→ **Short problem 1**
In the records, from the line containing "the car wheel" through the end of the records, replace "pretty-printed" with "indented" and reproduce those lines with nothing else altered.

→ **Text segment**
──────

Hank Paulson Defends Lehman Rout, Giv...

Hank Paulson Defends Lehman Rout, Gives Bush Primer on Hedges: Book Review

There are 18 comments on the www.bloomberg.com story from Feb 1, 2010, titled Hank Paulson Defends Lehman Rout, Gives Bush Primer on Hedges: Book Review. In it, www.bloomberg.com reports that:

Henry M. Paulson Jr. recalls dining with some of Wall Streeta s most powerful bankers on June 26, 2007, not long before the credit bubble imploded.

Join the discussion below, or Read more at www.bloomberg.com.

progressive

Lamoni, IA

#1 Feb 1, 2010
very interesting review. It is probably worth listening to Paulson when he and Greenspan are on next Sunday - meet the Press, I think. Also when they testify before Congressional committees. Just as it has been to listen to Geithner and Bernacke. as I listen carefully, and learn, I am less inclined to have sympathy for those who are after scapegoats, and more interested i getting folks to tell the full details of the problem, so as to show what they could and could not do to try to solve it, and how we got there. and most important - to figure out what sort of regulations are needed to order that wild speculation to stop - and it can go on even now, without regulatory reform - and it may be going on in ways we don't even know much about now, since the laws to stop it, and the regulations to prevent it and have adequate oversight - are not in place. This has to happen this year. The right-wing GOP populists attack the big banks when it is handy and goes along with attacking democrats. But they do not want to regulate the big financial isntitutions, or prevent them from being reckelss again. If you saw how Republicans did not clap for any regulatory reform, at the State of the Union speech, and how they oppose it in committees now. The big thing is to make Blue dog Democrats in the House (enough of them) vote for regulatory reform, and get it through the Senate somehow, now that the charming sexy appealing (but Republican) Mr. Brown has been elected, over the cold fish Coakley (apologies to fish).

──────

[Stored items from a collection]

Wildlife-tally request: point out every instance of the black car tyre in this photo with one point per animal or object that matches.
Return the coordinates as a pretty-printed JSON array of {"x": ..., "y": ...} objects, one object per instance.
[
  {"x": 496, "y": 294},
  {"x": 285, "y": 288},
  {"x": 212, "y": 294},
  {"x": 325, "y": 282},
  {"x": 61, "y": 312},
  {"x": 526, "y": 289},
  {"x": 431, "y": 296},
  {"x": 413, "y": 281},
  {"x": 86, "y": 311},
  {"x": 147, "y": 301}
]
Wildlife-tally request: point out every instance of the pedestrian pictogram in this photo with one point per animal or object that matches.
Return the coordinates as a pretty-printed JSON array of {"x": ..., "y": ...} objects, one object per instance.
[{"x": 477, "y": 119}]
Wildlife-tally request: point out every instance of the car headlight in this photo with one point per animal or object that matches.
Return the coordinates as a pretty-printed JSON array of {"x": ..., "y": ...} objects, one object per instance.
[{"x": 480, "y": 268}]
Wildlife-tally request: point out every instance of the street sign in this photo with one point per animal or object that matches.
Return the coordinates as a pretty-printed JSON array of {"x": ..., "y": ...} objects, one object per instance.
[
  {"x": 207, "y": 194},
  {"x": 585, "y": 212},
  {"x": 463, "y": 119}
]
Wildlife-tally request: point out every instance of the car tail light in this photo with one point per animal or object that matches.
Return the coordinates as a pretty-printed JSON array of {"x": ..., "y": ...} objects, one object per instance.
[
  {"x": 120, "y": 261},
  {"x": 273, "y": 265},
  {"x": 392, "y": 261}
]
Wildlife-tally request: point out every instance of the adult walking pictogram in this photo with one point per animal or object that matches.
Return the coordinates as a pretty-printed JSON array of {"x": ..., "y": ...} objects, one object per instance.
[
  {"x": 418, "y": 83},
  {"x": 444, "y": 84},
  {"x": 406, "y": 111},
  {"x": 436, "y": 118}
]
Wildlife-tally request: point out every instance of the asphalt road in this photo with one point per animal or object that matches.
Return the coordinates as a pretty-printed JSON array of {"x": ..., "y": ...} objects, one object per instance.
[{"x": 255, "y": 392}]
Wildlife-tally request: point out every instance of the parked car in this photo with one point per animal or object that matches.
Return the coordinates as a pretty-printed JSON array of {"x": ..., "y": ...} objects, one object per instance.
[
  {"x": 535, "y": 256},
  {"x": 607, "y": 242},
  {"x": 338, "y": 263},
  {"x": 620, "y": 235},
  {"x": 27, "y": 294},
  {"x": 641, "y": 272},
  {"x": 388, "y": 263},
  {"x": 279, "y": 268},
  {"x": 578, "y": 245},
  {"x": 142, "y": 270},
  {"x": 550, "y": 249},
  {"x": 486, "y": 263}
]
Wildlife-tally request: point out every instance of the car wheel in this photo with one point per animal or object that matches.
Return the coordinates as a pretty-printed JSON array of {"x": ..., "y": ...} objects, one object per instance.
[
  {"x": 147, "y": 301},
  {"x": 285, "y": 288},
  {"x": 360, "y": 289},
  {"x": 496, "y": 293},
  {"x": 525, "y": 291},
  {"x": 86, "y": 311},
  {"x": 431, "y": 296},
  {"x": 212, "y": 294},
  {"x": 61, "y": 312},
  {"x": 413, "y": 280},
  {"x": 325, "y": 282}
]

──────

→ **Short problem 2**
Based on the Paulson review page, decide whether each statement holds, answering yes or no and quoting the words that settle it:
(a) The Bloomberg story is dated Feb 1, 2010.
(b) The story drew 28 comments.
(c) Paulson's dinner with Wall Street bankers took place in 2008.

→ **Expected answer 1**
Wildlife-tally request: point out every instance of the car wheel in this photo with one point per animal or object that matches.
Return the coordinates as a indented JSON array of {"x": ..., "y": ...} objects, one object per instance.
[
  {"x": 147, "y": 301},
  {"x": 285, "y": 288},
  {"x": 360, "y": 289},
  {"x": 496, "y": 293},
  {"x": 525, "y": 291},
  {"x": 86, "y": 311},
  {"x": 431, "y": 296},
  {"x": 212, "y": 294},
  {"x": 61, "y": 312},
  {"x": 413, "y": 280},
  {"x": 325, "y": 282}
]

→ **Expected answer 2**
(a) Yes: "from Feb 1, 2010"
(b) No: "There are 18 comments"
(c) No: "on June 26, 2007"